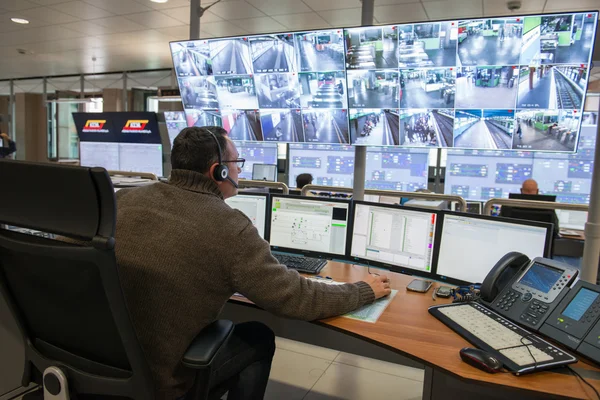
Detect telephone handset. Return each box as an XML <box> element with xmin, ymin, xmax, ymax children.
<box><xmin>481</xmin><ymin>252</ymin><xmax>579</xmax><ymax>331</ymax></box>
<box><xmin>480</xmin><ymin>251</ymin><xmax>531</xmax><ymax>304</ymax></box>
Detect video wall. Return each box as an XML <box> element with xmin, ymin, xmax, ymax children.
<box><xmin>444</xmin><ymin>112</ymin><xmax>598</xmax><ymax>204</ymax></box>
<box><xmin>288</xmin><ymin>143</ymin><xmax>429</xmax><ymax>192</ymax></box>
<box><xmin>170</xmin><ymin>12</ymin><xmax>598</xmax><ymax>152</ymax></box>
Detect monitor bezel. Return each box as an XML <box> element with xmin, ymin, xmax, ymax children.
<box><xmin>268</xmin><ymin>194</ymin><xmax>354</xmax><ymax>261</ymax></box>
<box><xmin>346</xmin><ymin>200</ymin><xmax>441</xmax><ymax>278</ymax></box>
<box><xmin>433</xmin><ymin>210</ymin><xmax>554</xmax><ymax>285</ymax></box>
<box><xmin>228</xmin><ymin>190</ymin><xmax>271</xmax><ymax>242</ymax></box>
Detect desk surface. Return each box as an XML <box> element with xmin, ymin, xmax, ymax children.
<box><xmin>235</xmin><ymin>262</ymin><xmax>600</xmax><ymax>399</ymax></box>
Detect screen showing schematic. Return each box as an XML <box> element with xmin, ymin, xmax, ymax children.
<box><xmin>225</xmin><ymin>193</ymin><xmax>267</xmax><ymax>239</ymax></box>
<box><xmin>270</xmin><ymin>196</ymin><xmax>349</xmax><ymax>255</ymax></box>
<box><xmin>351</xmin><ymin>204</ymin><xmax>437</xmax><ymax>272</ymax></box>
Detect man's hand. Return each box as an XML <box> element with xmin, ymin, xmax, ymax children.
<box><xmin>365</xmin><ymin>275</ymin><xmax>392</xmax><ymax>299</ymax></box>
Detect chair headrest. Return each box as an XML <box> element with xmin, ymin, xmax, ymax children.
<box><xmin>0</xmin><ymin>160</ymin><xmax>116</xmax><ymax>240</ymax></box>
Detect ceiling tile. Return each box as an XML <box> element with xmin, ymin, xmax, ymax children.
<box><xmin>276</xmin><ymin>12</ymin><xmax>331</xmax><ymax>31</ymax></box>
<box><xmin>97</xmin><ymin>29</ymin><xmax>171</xmax><ymax>46</ymax></box>
<box><xmin>93</xmin><ymin>16</ymin><xmax>146</xmax><ymax>33</ymax></box>
<box><xmin>544</xmin><ymin>0</ymin><xmax>600</xmax><ymax>12</ymax></box>
<box><xmin>14</xmin><ymin>7</ymin><xmax>77</xmax><ymax>25</ymax></box>
<box><xmin>2</xmin><ymin>25</ymin><xmax>82</xmax><ymax>45</ymax></box>
<box><xmin>375</xmin><ymin>3</ymin><xmax>427</xmax><ymax>24</ymax></box>
<box><xmin>202</xmin><ymin>21</ymin><xmax>248</xmax><ymax>37</ymax></box>
<box><xmin>246</xmin><ymin>0</ymin><xmax>311</xmax><ymax>15</ymax></box>
<box><xmin>126</xmin><ymin>11</ymin><xmax>181</xmax><ymax>28</ymax></box>
<box><xmin>157</xmin><ymin>25</ymin><xmax>190</xmax><ymax>40</ymax></box>
<box><xmin>375</xmin><ymin>0</ymin><xmax>426</xmax><ymax>3</ymax></box>
<box><xmin>302</xmin><ymin>0</ymin><xmax>362</xmax><ymax>11</ymax></box>
<box><xmin>319</xmin><ymin>8</ymin><xmax>362</xmax><ymax>27</ymax></box>
<box><xmin>157</xmin><ymin>25</ymin><xmax>214</xmax><ymax>40</ymax></box>
<box><xmin>141</xmin><ymin>0</ymin><xmax>190</xmax><ymax>11</ymax></box>
<box><xmin>52</xmin><ymin>1</ymin><xmax>113</xmax><ymax>19</ymax></box>
<box><xmin>483</xmin><ymin>0</ymin><xmax>546</xmax><ymax>16</ymax></box>
<box><xmin>0</xmin><ymin>10</ymin><xmax>51</xmax><ymax>33</ymax></box>
<box><xmin>61</xmin><ymin>21</ymin><xmax>114</xmax><ymax>36</ymax></box>
<box><xmin>161</xmin><ymin>6</ymin><xmax>223</xmax><ymax>25</ymax></box>
<box><xmin>210</xmin><ymin>1</ymin><xmax>265</xmax><ymax>21</ymax></box>
<box><xmin>423</xmin><ymin>0</ymin><xmax>483</xmax><ymax>20</ymax></box>
<box><xmin>82</xmin><ymin>0</ymin><xmax>151</xmax><ymax>15</ymax></box>
<box><xmin>0</xmin><ymin>0</ymin><xmax>39</xmax><ymax>11</ymax></box>
<box><xmin>231</xmin><ymin>17</ymin><xmax>286</xmax><ymax>33</ymax></box>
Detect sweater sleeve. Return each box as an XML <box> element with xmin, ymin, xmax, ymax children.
<box><xmin>229</xmin><ymin>214</ymin><xmax>375</xmax><ymax>321</ymax></box>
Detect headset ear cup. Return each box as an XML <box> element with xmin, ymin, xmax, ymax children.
<box><xmin>214</xmin><ymin>164</ymin><xmax>229</xmax><ymax>182</ymax></box>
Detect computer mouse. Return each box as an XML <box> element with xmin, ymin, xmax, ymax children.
<box><xmin>460</xmin><ymin>347</ymin><xmax>502</xmax><ymax>374</ymax></box>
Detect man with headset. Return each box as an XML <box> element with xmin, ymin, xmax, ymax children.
<box><xmin>115</xmin><ymin>127</ymin><xmax>390</xmax><ymax>400</ymax></box>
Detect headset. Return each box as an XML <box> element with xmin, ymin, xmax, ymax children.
<box><xmin>206</xmin><ymin>128</ymin><xmax>239</xmax><ymax>189</ymax></box>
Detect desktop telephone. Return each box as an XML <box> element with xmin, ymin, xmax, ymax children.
<box><xmin>540</xmin><ymin>280</ymin><xmax>600</xmax><ymax>364</ymax></box>
<box><xmin>480</xmin><ymin>252</ymin><xmax>579</xmax><ymax>331</ymax></box>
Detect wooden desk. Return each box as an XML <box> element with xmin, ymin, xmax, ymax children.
<box><xmin>233</xmin><ymin>262</ymin><xmax>600</xmax><ymax>399</ymax></box>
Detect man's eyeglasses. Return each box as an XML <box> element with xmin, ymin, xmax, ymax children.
<box><xmin>223</xmin><ymin>158</ymin><xmax>246</xmax><ymax>168</ymax></box>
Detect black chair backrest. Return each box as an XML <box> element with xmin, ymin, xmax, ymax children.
<box><xmin>0</xmin><ymin>160</ymin><xmax>154</xmax><ymax>399</ymax></box>
<box><xmin>500</xmin><ymin>206</ymin><xmax>559</xmax><ymax>236</ymax></box>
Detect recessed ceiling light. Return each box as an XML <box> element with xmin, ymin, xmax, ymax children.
<box><xmin>10</xmin><ymin>18</ymin><xmax>29</xmax><ymax>24</ymax></box>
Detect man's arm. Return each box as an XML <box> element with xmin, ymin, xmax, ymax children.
<box><xmin>229</xmin><ymin>216</ymin><xmax>390</xmax><ymax>321</ymax></box>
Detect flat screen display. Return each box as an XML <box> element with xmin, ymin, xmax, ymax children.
<box><xmin>519</xmin><ymin>263</ymin><xmax>563</xmax><ymax>293</ymax></box>
<box><xmin>288</xmin><ymin>143</ymin><xmax>429</xmax><ymax>192</ymax></box>
<box><xmin>171</xmin><ymin>12</ymin><xmax>598</xmax><ymax>152</ymax></box>
<box><xmin>562</xmin><ymin>288</ymin><xmax>598</xmax><ymax>321</ymax></box>
<box><xmin>444</xmin><ymin>112</ymin><xmax>598</xmax><ymax>203</ymax></box>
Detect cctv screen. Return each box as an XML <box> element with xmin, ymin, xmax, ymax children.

=-=-=-=-=

## [WHAT IS NEEDED]
Return each line of the rows above that contains the string "screen", copying every such line in full. Case counts, so match only that exact capitalization.

## [COMPLETE OUTPUT]
Detect screen showing schematic. Return each box as an XML <box> element with xmin, ymin, xmax, ymax children.
Detect flat screen display. Return each box as an XML <box> element with xmin, ymin, xmax, ymax children.
Detect cctv screen. Return each box as an XML <box> element with xmin, ymin, xmax, ymax children.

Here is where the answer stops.